**Data for the task**
######
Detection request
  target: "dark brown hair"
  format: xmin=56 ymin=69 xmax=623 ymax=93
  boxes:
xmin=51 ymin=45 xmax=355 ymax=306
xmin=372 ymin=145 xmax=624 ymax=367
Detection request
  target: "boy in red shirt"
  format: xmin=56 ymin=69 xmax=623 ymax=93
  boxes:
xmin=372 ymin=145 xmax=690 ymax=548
######
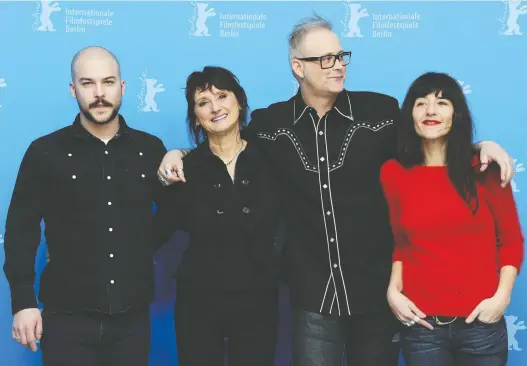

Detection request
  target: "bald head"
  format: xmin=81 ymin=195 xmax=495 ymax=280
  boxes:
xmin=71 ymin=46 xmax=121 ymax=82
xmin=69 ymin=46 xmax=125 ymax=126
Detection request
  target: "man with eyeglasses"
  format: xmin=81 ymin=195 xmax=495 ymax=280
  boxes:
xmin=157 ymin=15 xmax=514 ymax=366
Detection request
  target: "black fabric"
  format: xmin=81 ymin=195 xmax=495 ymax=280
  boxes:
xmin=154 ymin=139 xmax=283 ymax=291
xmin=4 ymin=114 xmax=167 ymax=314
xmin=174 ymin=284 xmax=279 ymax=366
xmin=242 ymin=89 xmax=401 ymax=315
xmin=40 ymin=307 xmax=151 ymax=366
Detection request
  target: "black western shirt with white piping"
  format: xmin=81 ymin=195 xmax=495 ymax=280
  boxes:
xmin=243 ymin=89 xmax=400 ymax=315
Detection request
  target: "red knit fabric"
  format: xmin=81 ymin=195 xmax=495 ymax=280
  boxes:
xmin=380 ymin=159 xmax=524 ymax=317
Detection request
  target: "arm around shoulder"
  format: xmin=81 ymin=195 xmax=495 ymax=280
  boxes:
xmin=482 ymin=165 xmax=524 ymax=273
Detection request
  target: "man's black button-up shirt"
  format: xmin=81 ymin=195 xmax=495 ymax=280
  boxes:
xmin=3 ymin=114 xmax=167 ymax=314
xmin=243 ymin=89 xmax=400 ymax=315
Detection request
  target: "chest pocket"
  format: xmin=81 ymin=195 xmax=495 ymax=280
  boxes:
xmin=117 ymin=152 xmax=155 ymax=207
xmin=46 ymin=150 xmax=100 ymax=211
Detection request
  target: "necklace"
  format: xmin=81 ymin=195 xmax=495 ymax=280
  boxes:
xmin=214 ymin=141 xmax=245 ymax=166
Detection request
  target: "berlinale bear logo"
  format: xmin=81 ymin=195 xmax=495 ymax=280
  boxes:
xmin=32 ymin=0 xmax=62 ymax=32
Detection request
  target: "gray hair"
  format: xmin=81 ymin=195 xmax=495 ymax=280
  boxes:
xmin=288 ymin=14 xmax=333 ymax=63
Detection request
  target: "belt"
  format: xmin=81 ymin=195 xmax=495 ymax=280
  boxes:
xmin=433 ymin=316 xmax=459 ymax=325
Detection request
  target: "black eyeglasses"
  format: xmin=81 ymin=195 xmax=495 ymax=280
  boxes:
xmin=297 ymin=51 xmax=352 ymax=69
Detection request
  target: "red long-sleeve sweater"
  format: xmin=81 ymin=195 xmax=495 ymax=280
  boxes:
######
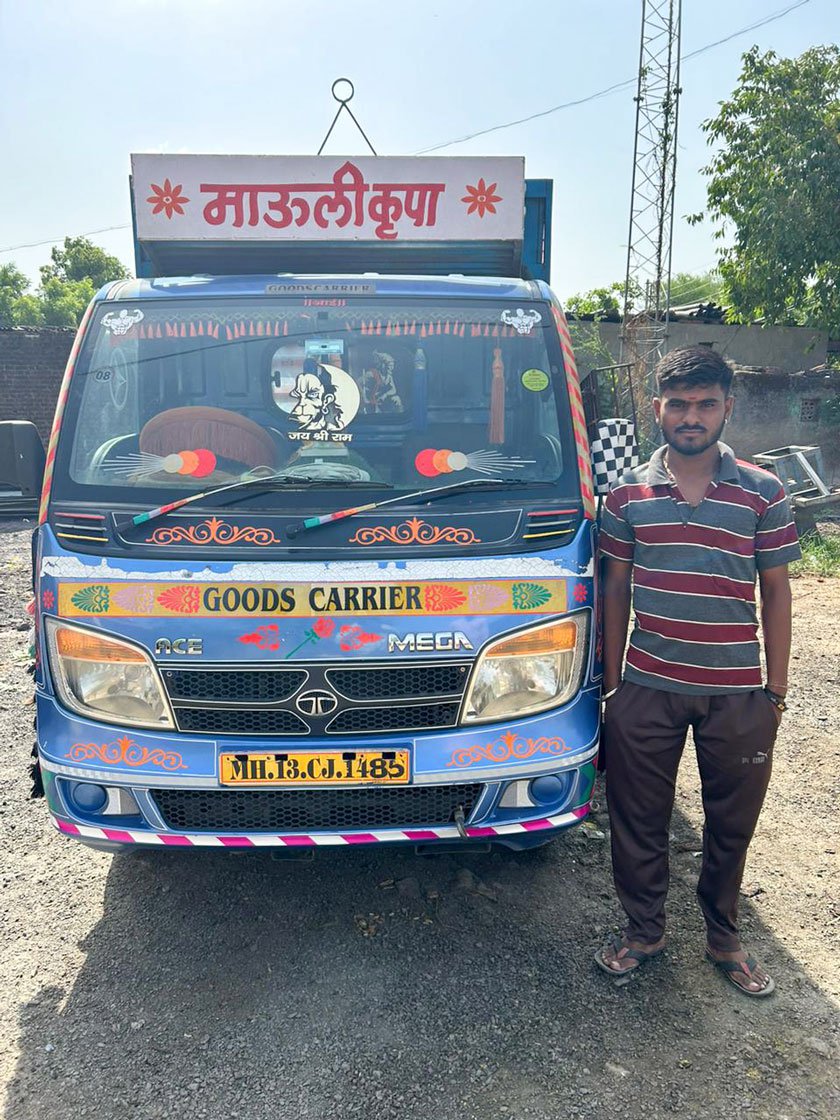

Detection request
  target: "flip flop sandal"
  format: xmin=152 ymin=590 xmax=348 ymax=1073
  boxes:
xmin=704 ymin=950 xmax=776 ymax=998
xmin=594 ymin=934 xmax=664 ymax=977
######
Each line that mentions the string "black" must be copied from the listing.

**Solution to the problem**
  target: "black fabric"
  target: "black western shirt with white piping"
  target: "man's black button-up shirt"
  target: "black eyeglasses"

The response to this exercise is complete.